====== ENTRIES SHOWN ======
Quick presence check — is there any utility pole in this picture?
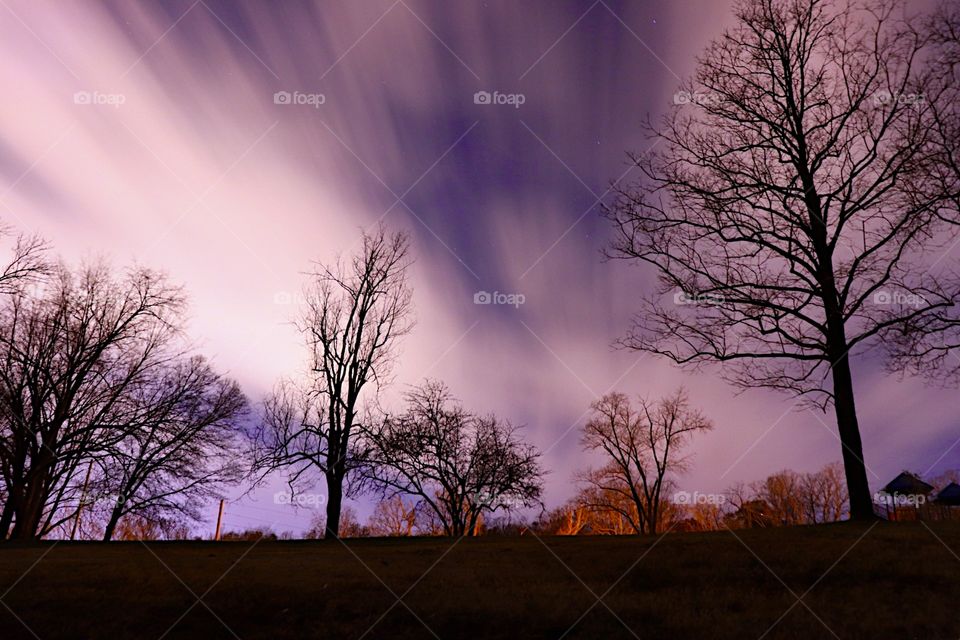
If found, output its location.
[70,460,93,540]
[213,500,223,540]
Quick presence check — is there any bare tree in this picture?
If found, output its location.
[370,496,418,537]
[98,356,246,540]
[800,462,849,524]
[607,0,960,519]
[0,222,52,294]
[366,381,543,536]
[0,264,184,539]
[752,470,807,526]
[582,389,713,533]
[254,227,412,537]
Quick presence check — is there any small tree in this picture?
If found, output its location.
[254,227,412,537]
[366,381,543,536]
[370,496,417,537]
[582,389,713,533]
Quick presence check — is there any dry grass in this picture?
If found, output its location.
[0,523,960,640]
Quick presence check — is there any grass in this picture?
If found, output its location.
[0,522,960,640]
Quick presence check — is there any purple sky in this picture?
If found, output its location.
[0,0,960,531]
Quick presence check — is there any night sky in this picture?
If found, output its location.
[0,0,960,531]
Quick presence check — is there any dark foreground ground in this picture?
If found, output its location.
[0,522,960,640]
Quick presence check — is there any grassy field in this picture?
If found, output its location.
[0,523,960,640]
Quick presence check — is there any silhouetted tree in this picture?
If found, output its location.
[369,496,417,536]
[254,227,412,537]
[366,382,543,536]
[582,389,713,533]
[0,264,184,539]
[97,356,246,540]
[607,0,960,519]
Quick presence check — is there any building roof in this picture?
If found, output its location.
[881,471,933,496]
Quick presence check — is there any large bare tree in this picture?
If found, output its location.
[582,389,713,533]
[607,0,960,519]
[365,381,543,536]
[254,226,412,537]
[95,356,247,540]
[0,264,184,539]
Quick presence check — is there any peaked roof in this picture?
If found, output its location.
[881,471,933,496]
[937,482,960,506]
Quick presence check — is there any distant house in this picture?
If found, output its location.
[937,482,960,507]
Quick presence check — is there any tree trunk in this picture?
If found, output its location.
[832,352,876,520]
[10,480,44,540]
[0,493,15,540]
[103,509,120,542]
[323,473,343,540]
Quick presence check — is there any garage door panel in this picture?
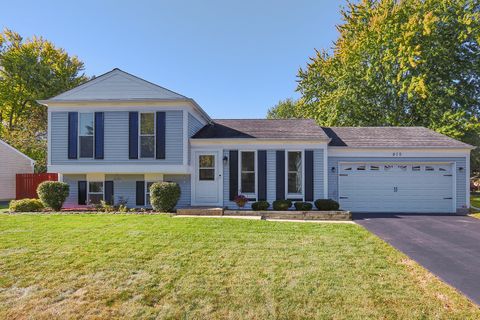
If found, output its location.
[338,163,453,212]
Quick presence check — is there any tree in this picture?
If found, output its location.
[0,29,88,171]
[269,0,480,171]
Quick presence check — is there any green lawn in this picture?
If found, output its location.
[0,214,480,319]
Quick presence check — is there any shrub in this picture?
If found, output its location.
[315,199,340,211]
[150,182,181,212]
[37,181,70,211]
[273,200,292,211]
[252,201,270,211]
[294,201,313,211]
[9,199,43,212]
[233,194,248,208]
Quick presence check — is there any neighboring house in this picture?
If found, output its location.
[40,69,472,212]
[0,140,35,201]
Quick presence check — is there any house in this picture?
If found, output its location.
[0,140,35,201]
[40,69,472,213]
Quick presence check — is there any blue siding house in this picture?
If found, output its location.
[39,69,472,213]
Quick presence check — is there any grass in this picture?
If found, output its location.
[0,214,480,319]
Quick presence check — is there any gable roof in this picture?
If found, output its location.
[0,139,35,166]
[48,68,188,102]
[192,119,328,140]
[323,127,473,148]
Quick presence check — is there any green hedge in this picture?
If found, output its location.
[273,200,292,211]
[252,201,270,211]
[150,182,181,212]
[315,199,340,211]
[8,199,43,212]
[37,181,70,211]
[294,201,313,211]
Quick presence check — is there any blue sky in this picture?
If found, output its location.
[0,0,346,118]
======
====== ENTRIES SHOWN ======
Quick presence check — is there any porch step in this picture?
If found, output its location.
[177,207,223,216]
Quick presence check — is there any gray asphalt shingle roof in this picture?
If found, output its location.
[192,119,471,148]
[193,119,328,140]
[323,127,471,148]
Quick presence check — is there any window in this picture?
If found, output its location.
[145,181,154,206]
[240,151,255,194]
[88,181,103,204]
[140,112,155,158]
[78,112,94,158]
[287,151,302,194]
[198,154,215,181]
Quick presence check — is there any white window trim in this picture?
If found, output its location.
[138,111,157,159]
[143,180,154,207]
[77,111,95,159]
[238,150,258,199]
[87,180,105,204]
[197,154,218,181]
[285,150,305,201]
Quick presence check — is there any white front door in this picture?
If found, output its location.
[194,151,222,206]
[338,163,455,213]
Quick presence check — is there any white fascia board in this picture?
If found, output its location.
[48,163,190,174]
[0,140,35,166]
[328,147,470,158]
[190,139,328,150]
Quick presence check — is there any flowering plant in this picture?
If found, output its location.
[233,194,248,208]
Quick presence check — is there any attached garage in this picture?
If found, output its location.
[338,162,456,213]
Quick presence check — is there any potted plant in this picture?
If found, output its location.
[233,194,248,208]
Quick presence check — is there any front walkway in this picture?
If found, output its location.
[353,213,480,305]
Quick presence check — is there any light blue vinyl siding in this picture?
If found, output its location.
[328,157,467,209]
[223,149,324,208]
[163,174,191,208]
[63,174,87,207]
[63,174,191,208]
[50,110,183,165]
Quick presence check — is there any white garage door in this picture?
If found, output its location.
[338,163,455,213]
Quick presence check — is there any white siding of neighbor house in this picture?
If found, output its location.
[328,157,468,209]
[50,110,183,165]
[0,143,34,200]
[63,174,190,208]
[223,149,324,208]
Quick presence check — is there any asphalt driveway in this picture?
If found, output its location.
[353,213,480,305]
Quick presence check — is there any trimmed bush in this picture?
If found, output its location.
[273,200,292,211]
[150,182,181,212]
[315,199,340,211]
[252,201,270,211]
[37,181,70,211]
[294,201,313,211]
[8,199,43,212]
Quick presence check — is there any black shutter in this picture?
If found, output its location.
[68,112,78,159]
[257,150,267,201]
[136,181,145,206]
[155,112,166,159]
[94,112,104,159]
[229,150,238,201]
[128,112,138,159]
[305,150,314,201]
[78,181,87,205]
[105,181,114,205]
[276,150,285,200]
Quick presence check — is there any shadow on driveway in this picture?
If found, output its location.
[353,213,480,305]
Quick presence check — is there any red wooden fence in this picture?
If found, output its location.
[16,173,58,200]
======
_AIM:_ Reproduce the records word for word, from the line with "Quick presence check — is there any utility" up to and including the line with "[213,500,223,540]". Leave the pictures out of your copy.

_RESPONSE TO THIS TASK:_
Quick presence check — is there any utility pole in this picture?
If found, output its location.
[70,460,93,540]
[213,500,223,540]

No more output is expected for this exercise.